▶ [Directions] Exactly the lines from the one containing "Question. For every instance of the dark blue" through the end of the data below are to be reproduced, and nothing besides them.

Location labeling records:
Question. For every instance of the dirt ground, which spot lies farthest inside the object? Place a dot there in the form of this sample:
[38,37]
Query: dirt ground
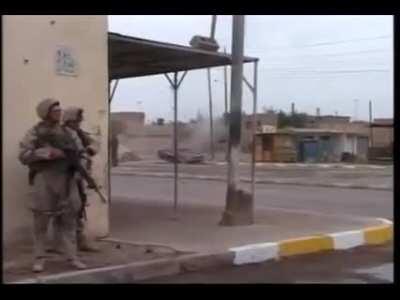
[18,263]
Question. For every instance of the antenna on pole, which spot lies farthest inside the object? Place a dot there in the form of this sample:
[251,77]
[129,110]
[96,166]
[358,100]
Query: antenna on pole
[355,117]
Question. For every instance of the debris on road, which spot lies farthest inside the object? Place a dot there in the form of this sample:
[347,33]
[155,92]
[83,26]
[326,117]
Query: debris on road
[185,155]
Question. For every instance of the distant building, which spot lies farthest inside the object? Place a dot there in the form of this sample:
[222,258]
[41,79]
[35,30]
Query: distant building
[382,137]
[265,122]
[325,121]
[131,122]
[311,145]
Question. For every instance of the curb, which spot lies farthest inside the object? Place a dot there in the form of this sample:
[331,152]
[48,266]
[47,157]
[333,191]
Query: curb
[259,181]
[248,254]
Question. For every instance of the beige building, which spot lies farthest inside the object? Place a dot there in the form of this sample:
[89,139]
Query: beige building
[52,56]
[132,122]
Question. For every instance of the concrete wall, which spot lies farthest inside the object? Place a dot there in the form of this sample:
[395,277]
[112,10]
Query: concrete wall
[29,75]
[133,122]
[382,137]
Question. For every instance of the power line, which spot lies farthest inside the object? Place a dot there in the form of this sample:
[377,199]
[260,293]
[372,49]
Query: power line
[331,54]
[329,71]
[345,41]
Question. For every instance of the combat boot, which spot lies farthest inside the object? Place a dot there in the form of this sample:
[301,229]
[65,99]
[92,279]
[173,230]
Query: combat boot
[84,245]
[76,263]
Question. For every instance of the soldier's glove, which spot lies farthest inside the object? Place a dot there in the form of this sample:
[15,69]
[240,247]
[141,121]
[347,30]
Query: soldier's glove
[90,151]
[56,153]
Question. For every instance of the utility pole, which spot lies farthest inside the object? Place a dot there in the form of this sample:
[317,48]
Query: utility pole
[226,85]
[355,109]
[239,204]
[226,104]
[212,36]
[371,136]
[211,115]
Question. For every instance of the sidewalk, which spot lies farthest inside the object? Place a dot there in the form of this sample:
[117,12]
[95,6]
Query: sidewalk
[193,240]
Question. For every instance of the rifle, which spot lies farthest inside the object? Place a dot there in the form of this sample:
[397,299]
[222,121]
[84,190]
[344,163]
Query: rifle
[73,156]
[83,196]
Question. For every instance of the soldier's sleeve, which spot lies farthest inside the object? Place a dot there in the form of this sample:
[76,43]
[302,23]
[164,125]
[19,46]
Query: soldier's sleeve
[28,152]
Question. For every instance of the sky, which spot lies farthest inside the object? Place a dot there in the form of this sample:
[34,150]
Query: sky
[336,63]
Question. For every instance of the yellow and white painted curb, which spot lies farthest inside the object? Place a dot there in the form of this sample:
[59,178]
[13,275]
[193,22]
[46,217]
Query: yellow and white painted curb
[256,253]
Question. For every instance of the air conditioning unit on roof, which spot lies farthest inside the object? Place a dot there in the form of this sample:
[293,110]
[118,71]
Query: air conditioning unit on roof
[204,43]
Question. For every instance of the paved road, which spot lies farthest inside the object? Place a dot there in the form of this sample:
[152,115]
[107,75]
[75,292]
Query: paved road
[362,265]
[317,174]
[369,203]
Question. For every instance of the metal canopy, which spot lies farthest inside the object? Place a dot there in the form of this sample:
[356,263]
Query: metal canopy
[135,57]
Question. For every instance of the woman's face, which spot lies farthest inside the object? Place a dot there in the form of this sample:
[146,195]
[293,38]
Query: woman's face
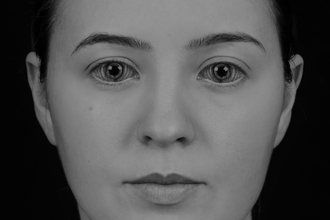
[200,94]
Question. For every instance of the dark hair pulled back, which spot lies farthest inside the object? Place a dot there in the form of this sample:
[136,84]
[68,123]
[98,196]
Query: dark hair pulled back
[46,11]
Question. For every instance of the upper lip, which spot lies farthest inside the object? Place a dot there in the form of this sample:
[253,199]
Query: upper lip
[157,178]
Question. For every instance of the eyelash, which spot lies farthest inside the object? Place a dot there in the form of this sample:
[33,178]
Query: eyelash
[237,71]
[97,73]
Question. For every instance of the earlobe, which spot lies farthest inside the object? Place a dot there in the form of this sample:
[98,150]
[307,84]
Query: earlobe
[39,96]
[297,66]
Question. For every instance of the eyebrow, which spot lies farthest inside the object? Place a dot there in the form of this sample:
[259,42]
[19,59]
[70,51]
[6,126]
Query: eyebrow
[114,39]
[213,39]
[134,43]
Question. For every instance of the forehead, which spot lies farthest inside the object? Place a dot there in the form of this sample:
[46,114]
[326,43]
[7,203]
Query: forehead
[170,22]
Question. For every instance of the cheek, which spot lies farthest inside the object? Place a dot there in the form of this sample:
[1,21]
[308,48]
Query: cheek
[242,138]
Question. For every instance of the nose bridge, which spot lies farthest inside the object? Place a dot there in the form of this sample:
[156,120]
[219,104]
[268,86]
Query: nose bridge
[167,120]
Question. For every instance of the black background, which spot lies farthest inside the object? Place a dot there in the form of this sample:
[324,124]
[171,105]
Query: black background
[296,186]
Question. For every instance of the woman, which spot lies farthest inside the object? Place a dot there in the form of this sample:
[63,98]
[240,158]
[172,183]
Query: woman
[164,109]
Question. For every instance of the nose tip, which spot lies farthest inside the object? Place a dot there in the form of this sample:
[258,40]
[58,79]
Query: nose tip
[167,130]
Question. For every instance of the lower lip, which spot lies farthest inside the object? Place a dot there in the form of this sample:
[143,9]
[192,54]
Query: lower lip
[165,194]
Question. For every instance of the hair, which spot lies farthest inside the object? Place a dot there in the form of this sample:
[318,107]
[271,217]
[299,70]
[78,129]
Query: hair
[44,19]
[46,11]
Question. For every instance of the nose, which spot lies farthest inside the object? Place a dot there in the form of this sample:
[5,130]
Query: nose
[166,121]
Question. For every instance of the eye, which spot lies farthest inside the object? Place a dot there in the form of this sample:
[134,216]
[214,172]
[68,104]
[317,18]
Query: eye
[221,73]
[114,72]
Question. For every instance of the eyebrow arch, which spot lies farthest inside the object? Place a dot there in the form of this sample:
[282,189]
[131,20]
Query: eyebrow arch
[212,39]
[113,39]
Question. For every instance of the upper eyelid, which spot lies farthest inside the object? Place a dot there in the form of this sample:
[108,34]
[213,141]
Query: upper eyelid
[224,59]
[112,59]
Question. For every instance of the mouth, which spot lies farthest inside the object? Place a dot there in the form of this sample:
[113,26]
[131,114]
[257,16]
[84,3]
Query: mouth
[164,190]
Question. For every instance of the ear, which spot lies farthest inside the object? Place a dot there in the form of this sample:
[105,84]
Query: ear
[297,66]
[39,96]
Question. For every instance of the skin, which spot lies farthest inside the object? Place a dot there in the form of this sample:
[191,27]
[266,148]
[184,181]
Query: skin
[167,121]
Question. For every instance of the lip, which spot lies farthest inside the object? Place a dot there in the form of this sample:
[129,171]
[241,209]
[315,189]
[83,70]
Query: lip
[168,190]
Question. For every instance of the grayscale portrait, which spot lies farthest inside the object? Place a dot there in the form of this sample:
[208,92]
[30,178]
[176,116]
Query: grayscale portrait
[164,109]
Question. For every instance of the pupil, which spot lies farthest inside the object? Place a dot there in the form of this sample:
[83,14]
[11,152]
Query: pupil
[221,71]
[114,71]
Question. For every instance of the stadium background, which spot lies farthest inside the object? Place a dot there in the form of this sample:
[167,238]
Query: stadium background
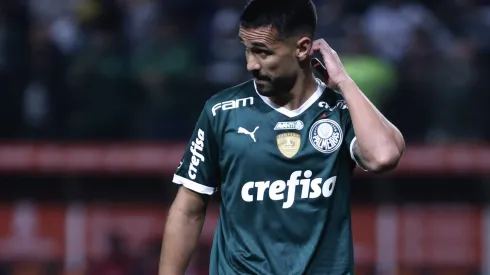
[98,99]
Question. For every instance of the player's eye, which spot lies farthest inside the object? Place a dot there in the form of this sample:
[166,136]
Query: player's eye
[261,52]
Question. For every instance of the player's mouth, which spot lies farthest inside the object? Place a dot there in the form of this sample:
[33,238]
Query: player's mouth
[261,81]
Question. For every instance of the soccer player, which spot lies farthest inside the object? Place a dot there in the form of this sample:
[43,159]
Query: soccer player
[281,149]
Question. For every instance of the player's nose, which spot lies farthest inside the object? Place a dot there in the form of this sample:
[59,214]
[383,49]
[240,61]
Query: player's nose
[252,64]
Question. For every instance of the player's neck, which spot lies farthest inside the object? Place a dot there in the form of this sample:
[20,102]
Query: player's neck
[301,91]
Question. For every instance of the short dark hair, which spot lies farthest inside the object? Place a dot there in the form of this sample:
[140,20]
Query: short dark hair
[287,17]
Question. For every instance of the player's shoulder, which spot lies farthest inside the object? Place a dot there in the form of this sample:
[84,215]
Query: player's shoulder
[242,94]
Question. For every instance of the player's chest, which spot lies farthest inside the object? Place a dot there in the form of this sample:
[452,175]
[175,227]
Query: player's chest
[254,140]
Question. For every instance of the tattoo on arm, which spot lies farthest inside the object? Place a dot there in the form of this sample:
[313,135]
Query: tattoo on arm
[356,151]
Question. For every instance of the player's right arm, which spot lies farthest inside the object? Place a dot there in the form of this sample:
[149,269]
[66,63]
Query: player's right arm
[198,175]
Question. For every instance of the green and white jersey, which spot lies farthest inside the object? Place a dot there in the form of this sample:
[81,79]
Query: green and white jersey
[284,177]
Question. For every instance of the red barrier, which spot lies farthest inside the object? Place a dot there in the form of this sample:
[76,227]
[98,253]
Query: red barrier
[450,159]
[417,235]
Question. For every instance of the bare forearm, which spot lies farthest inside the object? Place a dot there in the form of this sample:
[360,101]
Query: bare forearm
[181,236]
[379,143]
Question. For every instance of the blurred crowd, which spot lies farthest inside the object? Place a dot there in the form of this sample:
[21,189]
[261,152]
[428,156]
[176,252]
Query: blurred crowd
[141,69]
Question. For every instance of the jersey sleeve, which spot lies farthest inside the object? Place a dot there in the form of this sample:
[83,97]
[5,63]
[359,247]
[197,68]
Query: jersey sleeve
[350,138]
[198,170]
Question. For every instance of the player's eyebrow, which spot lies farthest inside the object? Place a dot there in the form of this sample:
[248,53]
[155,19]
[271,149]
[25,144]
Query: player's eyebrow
[254,44]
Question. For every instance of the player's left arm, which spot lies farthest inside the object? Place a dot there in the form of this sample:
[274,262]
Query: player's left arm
[378,145]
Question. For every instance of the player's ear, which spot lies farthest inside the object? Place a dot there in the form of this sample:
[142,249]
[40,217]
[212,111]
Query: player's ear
[303,48]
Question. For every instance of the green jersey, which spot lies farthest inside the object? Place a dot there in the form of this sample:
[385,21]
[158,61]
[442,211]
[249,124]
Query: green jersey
[284,177]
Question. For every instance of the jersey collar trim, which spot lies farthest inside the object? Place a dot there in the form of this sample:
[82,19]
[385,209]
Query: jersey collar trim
[292,113]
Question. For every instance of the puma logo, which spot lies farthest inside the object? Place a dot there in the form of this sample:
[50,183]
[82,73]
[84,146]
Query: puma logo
[242,130]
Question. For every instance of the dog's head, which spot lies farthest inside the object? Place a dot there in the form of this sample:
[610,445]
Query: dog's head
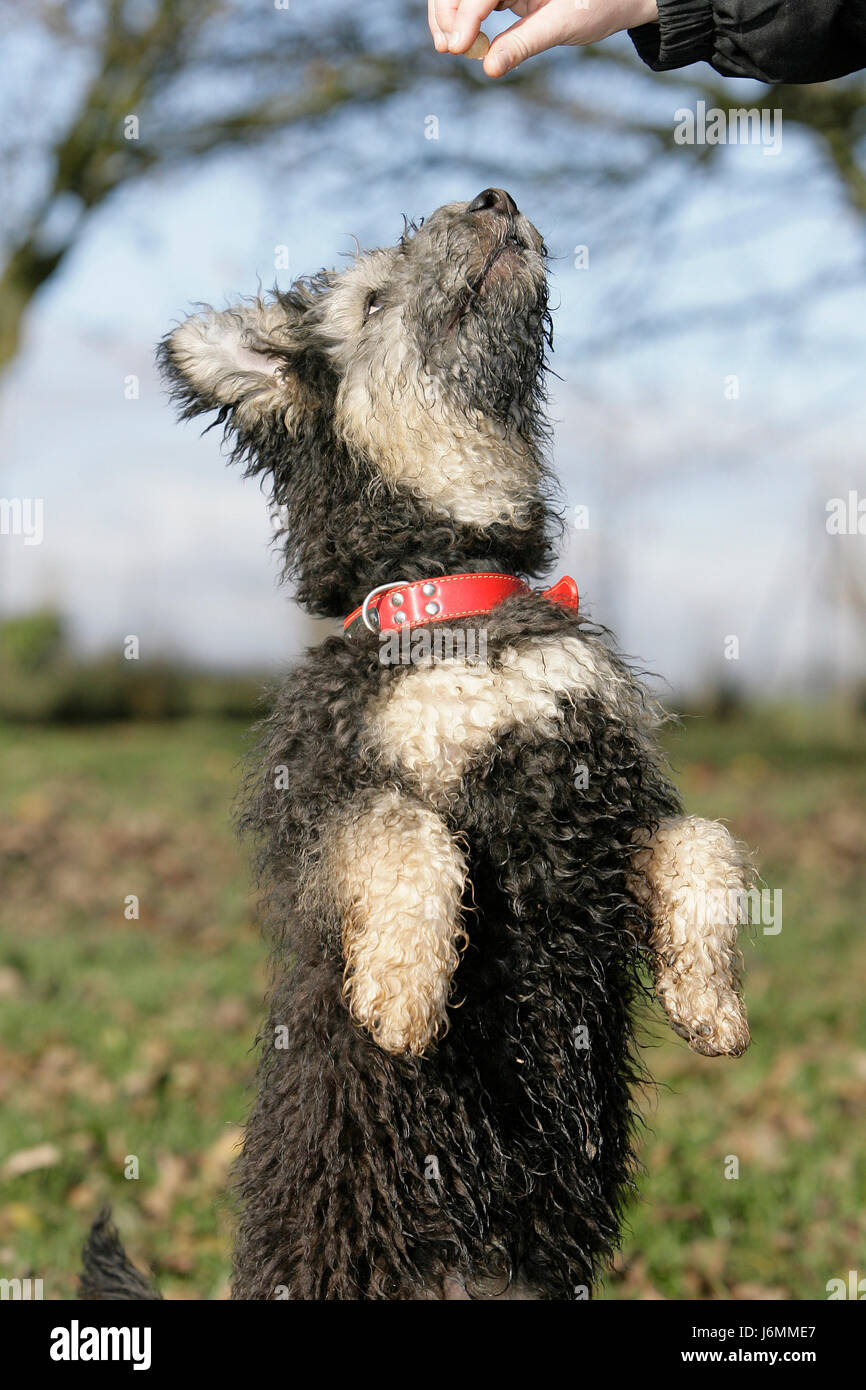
[395,406]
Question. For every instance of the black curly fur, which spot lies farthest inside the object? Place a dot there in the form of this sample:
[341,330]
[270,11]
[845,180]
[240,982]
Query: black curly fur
[531,1132]
[107,1273]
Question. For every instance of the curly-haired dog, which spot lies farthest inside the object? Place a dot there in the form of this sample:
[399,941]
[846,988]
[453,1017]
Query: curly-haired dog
[469,847]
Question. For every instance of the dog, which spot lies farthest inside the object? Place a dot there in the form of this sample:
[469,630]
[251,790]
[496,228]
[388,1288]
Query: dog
[470,851]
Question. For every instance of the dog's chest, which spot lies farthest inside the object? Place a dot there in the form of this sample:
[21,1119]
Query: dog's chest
[435,722]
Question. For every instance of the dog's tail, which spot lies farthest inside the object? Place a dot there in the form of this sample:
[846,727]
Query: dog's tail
[107,1272]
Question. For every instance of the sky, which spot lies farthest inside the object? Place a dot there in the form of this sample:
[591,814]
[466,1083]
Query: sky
[706,502]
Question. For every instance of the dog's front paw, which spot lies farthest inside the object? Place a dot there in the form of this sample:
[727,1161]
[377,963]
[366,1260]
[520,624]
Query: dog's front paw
[709,1018]
[396,1018]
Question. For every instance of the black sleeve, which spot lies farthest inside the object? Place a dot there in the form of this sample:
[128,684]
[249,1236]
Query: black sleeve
[774,41]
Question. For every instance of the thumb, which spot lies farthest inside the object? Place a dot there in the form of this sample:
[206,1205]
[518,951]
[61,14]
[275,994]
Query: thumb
[524,39]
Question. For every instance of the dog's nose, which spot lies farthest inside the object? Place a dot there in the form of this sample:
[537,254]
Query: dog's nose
[494,200]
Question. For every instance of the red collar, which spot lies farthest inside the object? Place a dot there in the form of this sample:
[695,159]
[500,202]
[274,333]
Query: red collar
[392,606]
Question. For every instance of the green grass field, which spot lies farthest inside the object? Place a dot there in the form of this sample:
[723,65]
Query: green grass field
[131,1039]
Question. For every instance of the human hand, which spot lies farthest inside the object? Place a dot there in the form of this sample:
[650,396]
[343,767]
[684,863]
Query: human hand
[542,24]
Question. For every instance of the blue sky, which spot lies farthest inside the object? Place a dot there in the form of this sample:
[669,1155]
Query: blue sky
[706,514]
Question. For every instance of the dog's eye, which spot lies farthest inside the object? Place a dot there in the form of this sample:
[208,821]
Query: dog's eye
[373,305]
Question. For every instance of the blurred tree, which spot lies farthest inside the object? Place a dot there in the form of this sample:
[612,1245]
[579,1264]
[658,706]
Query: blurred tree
[32,641]
[99,93]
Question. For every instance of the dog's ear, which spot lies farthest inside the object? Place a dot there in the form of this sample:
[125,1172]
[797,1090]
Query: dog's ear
[246,363]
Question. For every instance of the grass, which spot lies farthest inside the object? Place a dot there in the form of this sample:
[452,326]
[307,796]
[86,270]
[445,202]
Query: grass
[125,1044]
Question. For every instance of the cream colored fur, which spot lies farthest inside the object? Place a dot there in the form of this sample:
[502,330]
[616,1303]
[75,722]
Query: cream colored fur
[438,720]
[691,876]
[399,879]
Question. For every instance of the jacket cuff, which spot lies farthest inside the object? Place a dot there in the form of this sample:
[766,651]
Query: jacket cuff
[683,35]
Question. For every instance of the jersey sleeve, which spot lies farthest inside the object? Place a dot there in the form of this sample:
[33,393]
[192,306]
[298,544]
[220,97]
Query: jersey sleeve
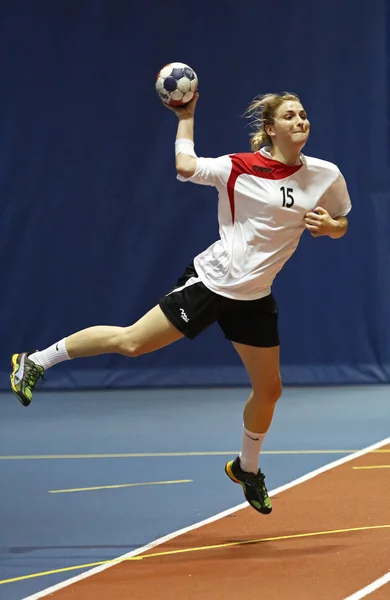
[336,199]
[211,171]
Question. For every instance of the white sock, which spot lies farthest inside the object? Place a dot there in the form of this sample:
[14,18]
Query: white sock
[51,356]
[251,446]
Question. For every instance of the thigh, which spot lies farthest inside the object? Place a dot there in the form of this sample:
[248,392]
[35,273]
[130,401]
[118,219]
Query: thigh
[253,323]
[191,307]
[262,366]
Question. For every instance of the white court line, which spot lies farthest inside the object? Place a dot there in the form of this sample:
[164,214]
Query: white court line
[216,517]
[370,588]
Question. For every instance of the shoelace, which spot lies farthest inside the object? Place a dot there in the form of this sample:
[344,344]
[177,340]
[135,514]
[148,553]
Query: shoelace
[258,483]
[33,374]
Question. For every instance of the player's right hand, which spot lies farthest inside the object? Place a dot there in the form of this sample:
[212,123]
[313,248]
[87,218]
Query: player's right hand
[184,112]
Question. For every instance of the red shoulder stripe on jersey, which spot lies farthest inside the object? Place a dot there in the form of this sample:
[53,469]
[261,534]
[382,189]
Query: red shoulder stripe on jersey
[258,165]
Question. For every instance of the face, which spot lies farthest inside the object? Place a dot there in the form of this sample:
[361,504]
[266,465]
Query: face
[290,125]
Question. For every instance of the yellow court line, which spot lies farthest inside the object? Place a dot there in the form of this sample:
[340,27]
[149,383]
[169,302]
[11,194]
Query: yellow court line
[161,454]
[201,548]
[111,487]
[374,467]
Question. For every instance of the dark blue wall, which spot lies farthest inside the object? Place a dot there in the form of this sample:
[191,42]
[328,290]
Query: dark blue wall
[94,226]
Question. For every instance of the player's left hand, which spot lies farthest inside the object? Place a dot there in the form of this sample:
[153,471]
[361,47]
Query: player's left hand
[319,222]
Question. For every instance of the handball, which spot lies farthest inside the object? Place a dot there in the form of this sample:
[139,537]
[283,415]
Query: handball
[176,84]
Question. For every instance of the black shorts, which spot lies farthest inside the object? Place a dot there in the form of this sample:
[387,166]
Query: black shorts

▶ [Response below]
Question. For every instance of the dark blue wall, which spot lies farthest inside the object? Place a dot there in the form of this sample:
[191,42]
[328,290]
Query: dark blue wall
[94,226]
Question. For every instance of the player's left hand, which spot lies farthest inside the object? Place a dot there in the form of this sample:
[153,471]
[361,47]
Query: player's left hand
[319,222]
Question. For every instance of the handball, which spot lies farthest inside the object? Place a dot there in the form of this sample:
[139,537]
[283,415]
Query: handball
[176,84]
Question. For every instance of the black shorts, which spot lies farthest inside the object? Place a dot there in the form of this sample:
[387,166]
Query: black shorts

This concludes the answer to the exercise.